• **AIM OF THE EXERCISE**: Render the stretch of data from the line containing "like [1231, 888]." through the end as a numbered list, leaving out any blank lines.

• **RECORDS PROVIDED**:
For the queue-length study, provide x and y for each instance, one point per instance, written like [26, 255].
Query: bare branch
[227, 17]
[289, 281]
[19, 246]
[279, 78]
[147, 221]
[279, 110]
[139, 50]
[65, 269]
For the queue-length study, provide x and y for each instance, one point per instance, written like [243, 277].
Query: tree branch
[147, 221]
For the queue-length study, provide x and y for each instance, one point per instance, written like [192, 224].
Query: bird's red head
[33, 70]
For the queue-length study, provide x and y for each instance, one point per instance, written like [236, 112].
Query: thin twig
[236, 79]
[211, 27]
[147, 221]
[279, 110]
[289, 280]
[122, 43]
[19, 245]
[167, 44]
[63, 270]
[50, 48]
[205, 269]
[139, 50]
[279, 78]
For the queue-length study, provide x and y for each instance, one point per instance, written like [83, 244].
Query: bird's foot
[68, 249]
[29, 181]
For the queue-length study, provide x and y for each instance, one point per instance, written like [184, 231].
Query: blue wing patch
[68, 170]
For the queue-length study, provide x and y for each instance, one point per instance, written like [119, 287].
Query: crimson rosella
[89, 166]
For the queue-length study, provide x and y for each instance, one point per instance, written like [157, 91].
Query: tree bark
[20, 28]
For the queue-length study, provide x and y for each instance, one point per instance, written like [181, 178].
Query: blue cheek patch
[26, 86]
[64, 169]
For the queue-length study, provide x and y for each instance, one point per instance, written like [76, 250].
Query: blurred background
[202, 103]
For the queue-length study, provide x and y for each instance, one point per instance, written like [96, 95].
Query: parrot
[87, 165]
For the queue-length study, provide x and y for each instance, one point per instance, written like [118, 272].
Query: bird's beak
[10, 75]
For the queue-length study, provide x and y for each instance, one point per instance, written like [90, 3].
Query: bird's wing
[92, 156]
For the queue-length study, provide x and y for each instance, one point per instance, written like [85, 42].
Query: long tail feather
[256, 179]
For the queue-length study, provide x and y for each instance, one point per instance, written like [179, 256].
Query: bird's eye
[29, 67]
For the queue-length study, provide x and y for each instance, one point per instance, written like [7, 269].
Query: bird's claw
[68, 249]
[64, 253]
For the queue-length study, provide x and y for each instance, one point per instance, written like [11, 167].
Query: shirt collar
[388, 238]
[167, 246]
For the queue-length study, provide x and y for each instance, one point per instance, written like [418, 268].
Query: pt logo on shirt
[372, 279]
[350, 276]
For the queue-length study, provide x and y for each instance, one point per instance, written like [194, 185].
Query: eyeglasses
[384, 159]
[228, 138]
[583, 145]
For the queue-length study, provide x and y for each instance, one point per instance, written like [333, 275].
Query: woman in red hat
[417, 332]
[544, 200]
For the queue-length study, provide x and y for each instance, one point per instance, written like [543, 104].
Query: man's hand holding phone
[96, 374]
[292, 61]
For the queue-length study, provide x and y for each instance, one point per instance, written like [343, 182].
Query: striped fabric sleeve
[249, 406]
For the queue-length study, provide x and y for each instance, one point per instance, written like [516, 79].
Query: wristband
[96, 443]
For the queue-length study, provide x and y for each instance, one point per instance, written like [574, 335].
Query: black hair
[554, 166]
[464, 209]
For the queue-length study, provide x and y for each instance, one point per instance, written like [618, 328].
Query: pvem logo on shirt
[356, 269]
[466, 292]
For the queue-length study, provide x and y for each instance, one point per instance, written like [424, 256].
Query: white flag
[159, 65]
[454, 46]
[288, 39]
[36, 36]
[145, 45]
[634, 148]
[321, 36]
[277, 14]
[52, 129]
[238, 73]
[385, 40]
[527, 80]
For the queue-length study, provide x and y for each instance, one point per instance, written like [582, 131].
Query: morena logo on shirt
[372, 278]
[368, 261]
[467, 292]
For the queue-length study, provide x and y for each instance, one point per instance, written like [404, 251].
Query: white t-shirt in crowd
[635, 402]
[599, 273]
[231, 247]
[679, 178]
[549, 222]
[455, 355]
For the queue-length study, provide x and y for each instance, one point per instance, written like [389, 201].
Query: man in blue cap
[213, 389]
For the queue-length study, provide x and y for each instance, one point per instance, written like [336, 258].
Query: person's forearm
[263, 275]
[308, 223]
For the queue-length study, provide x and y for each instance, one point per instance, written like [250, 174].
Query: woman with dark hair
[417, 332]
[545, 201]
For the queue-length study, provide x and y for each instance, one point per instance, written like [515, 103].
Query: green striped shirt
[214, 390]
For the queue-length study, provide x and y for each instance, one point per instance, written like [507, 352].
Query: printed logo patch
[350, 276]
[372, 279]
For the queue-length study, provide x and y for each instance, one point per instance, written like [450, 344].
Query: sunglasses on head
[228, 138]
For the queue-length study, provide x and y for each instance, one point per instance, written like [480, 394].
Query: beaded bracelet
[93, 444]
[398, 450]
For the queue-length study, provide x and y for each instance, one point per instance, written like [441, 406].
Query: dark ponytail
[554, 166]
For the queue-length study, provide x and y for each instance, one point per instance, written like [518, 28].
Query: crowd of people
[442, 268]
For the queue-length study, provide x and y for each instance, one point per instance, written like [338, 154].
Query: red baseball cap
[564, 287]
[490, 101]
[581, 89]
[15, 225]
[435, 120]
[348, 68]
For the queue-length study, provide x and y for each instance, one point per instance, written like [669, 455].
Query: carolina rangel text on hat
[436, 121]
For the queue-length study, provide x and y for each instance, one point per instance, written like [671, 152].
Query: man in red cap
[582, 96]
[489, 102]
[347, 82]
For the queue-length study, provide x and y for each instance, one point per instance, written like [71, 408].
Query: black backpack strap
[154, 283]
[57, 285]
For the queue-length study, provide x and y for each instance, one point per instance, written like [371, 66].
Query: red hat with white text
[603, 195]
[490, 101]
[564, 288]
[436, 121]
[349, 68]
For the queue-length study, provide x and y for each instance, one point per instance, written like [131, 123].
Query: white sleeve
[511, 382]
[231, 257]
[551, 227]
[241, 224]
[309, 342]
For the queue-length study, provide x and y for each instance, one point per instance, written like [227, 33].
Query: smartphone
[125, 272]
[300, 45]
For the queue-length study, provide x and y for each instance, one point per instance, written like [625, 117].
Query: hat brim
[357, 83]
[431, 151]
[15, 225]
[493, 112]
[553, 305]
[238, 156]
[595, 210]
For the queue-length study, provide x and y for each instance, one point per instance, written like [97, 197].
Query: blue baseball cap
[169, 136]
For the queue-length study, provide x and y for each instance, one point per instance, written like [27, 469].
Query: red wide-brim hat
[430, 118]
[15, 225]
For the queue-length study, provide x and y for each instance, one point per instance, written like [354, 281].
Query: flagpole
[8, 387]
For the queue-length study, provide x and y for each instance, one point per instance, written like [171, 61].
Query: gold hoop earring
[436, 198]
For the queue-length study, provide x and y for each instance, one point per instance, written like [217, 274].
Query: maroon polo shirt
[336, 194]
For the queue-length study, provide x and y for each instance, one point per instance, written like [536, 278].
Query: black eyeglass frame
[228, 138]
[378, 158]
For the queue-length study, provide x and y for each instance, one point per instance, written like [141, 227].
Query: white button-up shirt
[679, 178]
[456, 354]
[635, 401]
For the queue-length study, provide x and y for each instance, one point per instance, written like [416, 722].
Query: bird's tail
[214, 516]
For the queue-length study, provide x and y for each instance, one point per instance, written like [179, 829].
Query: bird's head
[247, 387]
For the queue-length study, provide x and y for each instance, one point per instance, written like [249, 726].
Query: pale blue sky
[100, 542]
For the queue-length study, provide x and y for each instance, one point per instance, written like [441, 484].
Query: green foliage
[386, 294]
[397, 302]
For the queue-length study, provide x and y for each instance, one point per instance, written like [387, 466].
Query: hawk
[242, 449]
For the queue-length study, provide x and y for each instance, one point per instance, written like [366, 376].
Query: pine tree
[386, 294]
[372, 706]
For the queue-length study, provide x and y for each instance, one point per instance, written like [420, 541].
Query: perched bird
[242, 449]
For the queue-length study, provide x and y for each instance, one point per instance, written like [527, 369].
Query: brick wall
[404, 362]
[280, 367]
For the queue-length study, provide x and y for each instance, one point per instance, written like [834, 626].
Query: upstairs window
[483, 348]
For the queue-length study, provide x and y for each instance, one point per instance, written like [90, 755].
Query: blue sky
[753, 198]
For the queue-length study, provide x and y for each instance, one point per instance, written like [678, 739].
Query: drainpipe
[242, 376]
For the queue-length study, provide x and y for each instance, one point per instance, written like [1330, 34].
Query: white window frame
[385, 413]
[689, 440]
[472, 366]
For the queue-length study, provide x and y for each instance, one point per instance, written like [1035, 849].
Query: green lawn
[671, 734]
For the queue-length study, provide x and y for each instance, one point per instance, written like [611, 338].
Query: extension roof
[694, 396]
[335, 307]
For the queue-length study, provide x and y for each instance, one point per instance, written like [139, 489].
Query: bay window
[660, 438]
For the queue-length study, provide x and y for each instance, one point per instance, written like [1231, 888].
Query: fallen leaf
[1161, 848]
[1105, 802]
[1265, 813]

• **SOLUTION TO THIS TASK**:
1. For the queue-length study, provide x and y for each instance, one point per instance, written like [1231, 888].
2. Query: fallen leaf
3. [1161, 848]
4. [1105, 802]
5. [1265, 813]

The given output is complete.